Instructions to follow
In the records below, swap "green field" for "grassy meadow" and write out every line again with nothing else changed. Leave the pictures out of your answer.

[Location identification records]

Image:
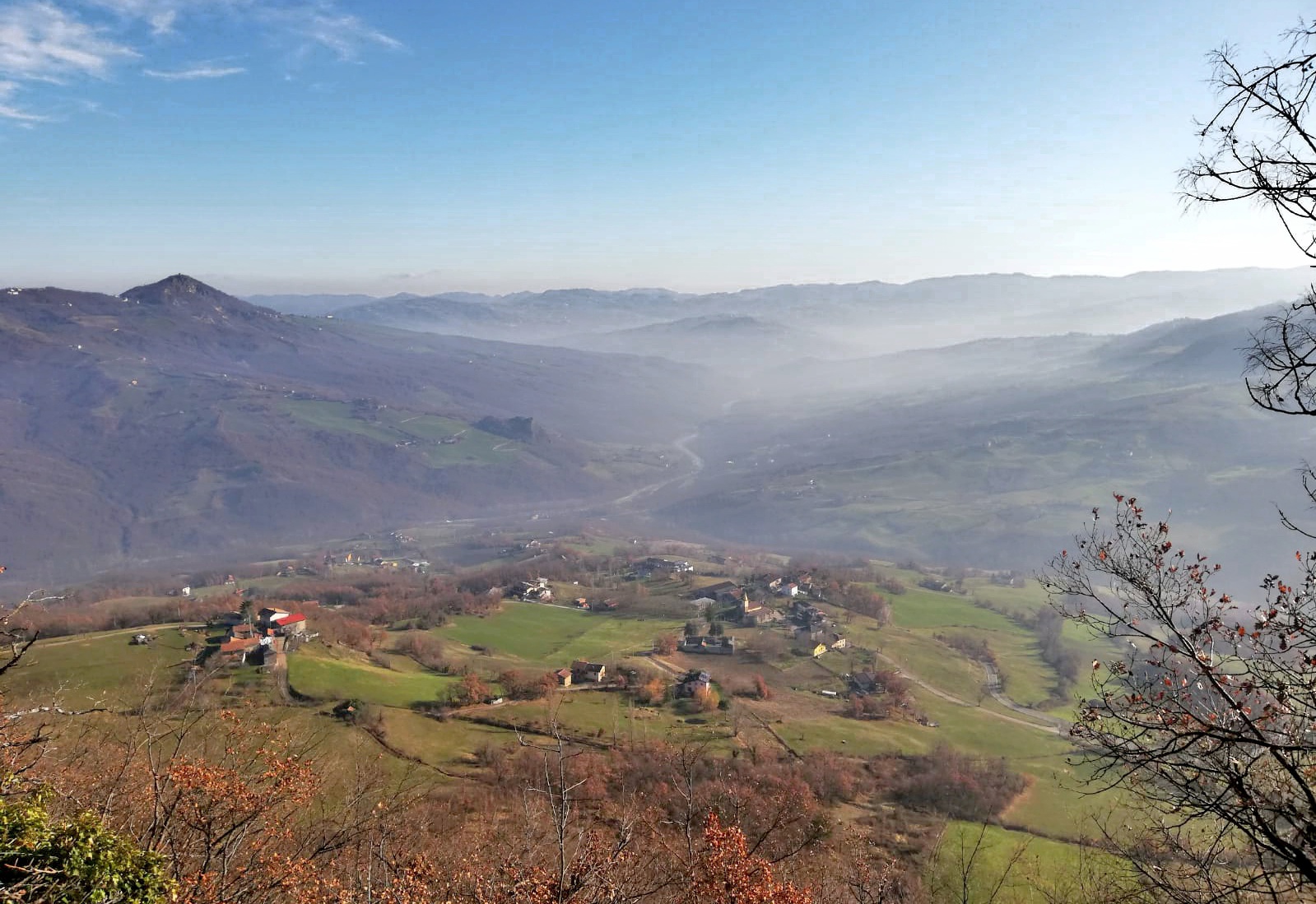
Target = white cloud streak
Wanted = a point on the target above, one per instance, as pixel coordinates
(59, 41)
(40, 41)
(202, 72)
(321, 25)
(13, 114)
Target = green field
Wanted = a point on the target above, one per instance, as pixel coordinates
(424, 432)
(323, 674)
(611, 717)
(551, 637)
(1028, 870)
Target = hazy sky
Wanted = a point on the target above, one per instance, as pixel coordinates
(423, 145)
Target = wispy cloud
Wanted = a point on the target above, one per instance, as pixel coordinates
(200, 72)
(40, 41)
(55, 42)
(323, 25)
(13, 114)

Written response
Image:
Target = white cloud streak
Wanted = a point on the target above, one per instance, as pixel coordinates
(59, 41)
(40, 41)
(202, 72)
(321, 25)
(13, 114)
Target = grassy meadow
Wanted = a point on the target above, one per instance, as pixel coordinates
(424, 432)
(323, 674)
(611, 717)
(551, 637)
(1028, 870)
Target = hazy sky
Wanted = a point on the target above, one per instance, as pixel coordinates
(423, 145)
Target = wispy cloud
Wanted = a point on the target above, one per instance, as pixel coordinates
(200, 72)
(40, 41)
(55, 42)
(323, 25)
(13, 114)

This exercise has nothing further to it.